Raw records:
##############################

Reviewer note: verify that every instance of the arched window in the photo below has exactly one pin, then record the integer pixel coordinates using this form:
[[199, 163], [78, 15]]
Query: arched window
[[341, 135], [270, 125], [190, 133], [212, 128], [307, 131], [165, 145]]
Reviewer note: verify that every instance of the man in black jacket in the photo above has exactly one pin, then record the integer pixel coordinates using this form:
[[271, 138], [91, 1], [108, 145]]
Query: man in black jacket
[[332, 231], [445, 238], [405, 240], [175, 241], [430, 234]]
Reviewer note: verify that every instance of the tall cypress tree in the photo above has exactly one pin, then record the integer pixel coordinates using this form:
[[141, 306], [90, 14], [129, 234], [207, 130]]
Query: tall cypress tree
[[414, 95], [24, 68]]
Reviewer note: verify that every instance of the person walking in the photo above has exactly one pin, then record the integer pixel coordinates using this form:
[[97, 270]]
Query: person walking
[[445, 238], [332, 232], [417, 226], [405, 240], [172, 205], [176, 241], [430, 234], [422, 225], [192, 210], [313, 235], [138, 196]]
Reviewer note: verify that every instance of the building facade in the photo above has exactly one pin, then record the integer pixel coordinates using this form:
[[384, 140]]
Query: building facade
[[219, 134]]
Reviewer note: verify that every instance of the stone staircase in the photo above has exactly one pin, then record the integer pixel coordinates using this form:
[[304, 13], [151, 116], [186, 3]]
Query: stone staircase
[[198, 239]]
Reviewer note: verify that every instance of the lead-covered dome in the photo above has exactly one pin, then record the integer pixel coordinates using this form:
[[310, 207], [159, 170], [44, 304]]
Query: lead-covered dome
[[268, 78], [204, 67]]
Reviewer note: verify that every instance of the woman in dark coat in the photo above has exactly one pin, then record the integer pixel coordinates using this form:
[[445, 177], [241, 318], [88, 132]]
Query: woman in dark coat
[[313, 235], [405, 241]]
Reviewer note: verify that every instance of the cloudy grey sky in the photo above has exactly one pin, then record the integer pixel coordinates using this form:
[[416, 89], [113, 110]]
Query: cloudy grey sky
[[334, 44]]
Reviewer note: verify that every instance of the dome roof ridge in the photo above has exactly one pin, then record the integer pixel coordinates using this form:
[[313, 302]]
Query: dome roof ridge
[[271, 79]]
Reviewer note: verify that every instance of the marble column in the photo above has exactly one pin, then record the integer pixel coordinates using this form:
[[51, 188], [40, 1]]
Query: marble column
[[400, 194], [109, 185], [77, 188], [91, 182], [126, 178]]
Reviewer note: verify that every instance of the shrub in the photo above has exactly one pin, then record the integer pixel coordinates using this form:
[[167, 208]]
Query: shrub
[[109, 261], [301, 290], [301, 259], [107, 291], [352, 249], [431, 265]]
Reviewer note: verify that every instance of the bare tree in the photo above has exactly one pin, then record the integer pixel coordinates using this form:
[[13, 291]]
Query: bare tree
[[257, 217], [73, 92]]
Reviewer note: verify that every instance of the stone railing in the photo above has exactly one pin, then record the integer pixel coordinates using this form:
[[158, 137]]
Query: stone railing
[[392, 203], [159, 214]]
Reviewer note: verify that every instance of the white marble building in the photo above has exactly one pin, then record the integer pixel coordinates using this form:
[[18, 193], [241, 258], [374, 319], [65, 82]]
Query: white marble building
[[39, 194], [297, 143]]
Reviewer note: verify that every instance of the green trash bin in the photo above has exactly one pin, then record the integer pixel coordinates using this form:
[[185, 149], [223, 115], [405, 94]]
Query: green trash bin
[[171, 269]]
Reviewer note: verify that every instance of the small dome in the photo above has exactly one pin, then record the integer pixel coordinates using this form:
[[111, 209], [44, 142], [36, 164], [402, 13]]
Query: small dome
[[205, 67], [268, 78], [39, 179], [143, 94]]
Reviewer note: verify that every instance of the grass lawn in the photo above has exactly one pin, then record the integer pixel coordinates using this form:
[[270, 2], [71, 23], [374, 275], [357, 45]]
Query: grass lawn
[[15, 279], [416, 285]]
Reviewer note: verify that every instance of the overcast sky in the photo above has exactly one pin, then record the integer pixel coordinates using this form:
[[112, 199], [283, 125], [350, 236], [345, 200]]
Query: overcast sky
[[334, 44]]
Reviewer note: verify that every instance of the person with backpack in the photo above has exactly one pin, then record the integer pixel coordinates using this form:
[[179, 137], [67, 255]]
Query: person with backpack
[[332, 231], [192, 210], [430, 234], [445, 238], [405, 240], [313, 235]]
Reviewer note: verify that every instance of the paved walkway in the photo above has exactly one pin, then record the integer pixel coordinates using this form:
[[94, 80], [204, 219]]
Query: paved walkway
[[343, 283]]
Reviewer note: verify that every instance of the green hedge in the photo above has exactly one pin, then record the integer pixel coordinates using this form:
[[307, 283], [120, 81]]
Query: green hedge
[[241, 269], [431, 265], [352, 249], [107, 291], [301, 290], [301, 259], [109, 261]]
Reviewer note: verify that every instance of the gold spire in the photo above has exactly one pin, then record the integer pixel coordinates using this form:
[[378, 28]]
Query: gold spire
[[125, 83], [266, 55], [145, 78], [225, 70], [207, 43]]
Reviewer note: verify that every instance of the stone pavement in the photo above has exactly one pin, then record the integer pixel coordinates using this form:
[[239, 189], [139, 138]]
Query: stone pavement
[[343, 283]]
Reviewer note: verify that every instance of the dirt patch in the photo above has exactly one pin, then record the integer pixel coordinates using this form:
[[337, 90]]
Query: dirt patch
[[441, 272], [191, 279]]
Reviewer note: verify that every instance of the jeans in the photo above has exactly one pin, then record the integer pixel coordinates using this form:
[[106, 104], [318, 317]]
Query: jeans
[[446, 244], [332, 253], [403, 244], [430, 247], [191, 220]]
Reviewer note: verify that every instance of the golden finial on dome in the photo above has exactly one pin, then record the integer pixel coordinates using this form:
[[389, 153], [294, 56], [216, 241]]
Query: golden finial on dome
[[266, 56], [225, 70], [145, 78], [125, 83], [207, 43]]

##############################

Task to complete: Express the stretch from the line containing "Reviewer note: verify that every instance of the building" through the line containing "[[313, 235], [405, 241]]" as a JSON list of strings with one string per line, omitting blank lines.

Task solution:
[
  "Reviewer note: verify that every instance of the building facade in the photo above has exactly one pin, then record the integer pixel coordinates using this form:",
  "[[384, 140]]",
  "Query: building facade",
  "[[219, 134]]",
  "Reviewer note: verify that every instance of the stone staircase in the photo above has exactly one pin, then record the integer pixel coordinates using this form:",
  "[[304, 13], [151, 116], [186, 3]]",
  "Query: stone staircase",
  "[[198, 239]]",
  "Reviewer note: verify that every instance of the lead-covered dome in the photo above has exactly one pin, then record the integer pixel coordinates using this form:",
  "[[310, 207], [159, 170], [44, 304]]",
  "Query: lead-covered dome",
  "[[268, 78], [204, 67]]",
  "Reviewer note: verify that every instance of the woman in dark coat in the photo above has exactly one pin, then record the integer pixel coordinates using this form:",
  "[[445, 177], [241, 318], [88, 132]]",
  "Query: woman in dark coat",
  "[[313, 235], [405, 241]]"
]